EXCERPT TO READ:
The cases range from the $65 billion fraud orchestrated by Bernard L. Madoff, a former chairman of the Nasdaq stock exchange, to what is now considered a relatively minor rip-off—a $23 million fraudulent hedge fund run by a Jacksonville, Florida, man guaranteeing a 50% rate of return.

The largest operations were run by Madoff, who is scheduled to be sentenced this month on fraud charges, and what authorities say was an $8 billion scheme managed by R. Allen Stanford, a prominent Texas businessman (see “Madoff Does Not Pass Go” and “Another Billion-Dollar Investment Fraud Unfolds“). The government has filed 140 pages of Madoff witness impact statements for use in preparation for his sentencing that can be viewed here.

Schemers Exposed

With the walls crashing down on Ponzi schemes, insiders have started reporting one other, and some Ponzi operators surrendered to federal agents, hoping to cut deals, The Washington Post reported. Federal prosecutors said Joseph S. Forte of Broomall, Pennsylvania, did just that.

DATA:
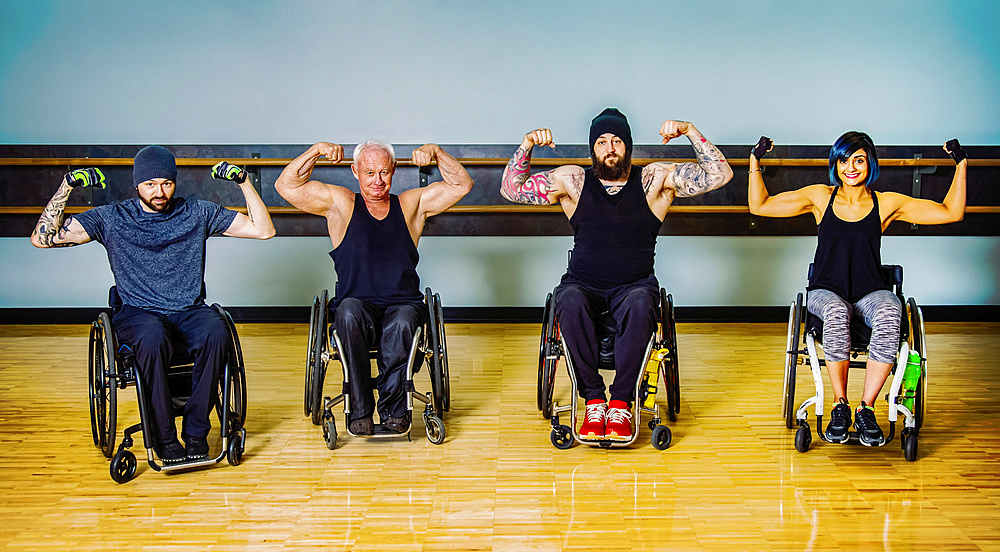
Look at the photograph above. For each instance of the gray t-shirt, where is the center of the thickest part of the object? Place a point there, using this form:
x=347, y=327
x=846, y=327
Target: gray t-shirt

INSTRUCTIONS:
A) Reproduce the passage of the Ponzi scheme article from "The cases range" to "rate of return.".
B) Answer these questions about the Ponzi scheme article above the listing:
(i) What position did Bernard L. Madoff formerly hold?
(ii) How large was the scheme that authorities say R. Allen Stanford managed?
(iii) Where is Joseph S. Forte from?
C) Carry on the Ponzi scheme article with the next part.

RESULTS FOR EACH TASK:
A)
The cases range from the $65 billion fraud orchestrated by Bernard L. Madoff, a former chairman of the Nasdaq stock exchange, to what is now considered a relatively minor rip-off—a $23 million fraudulent hedge fund run by a Jacksonville, Florida, man guaranteeing a 50% rate of return.

B)
(i) Chairman of the Nasdaq stock exchange
(ii) $8 billion
(iii) Broomall, Pennsylvania

C)
According to the news report, authorities said that, over 12 years, Forte collected $80 million from at least 80 investors who believed that he was putting their cash into Standard & Poor’s index futures contracts. By 2008, Forte’s revenue dried up because he could no longer find anyone willing to invest with him. He couldn’t pay off redemption requests, and he turned himself in to authorities and has pleaded guilty to fraud charges.

“A lot of investors have become more aware of the risks and are asking harder questions,” said Scott Friestad, deputy director of enforcement at the SEC, in the news report.

The SEC has put forth an agenda to crack down on investment fraud (see “What’s Happening at the SEC“).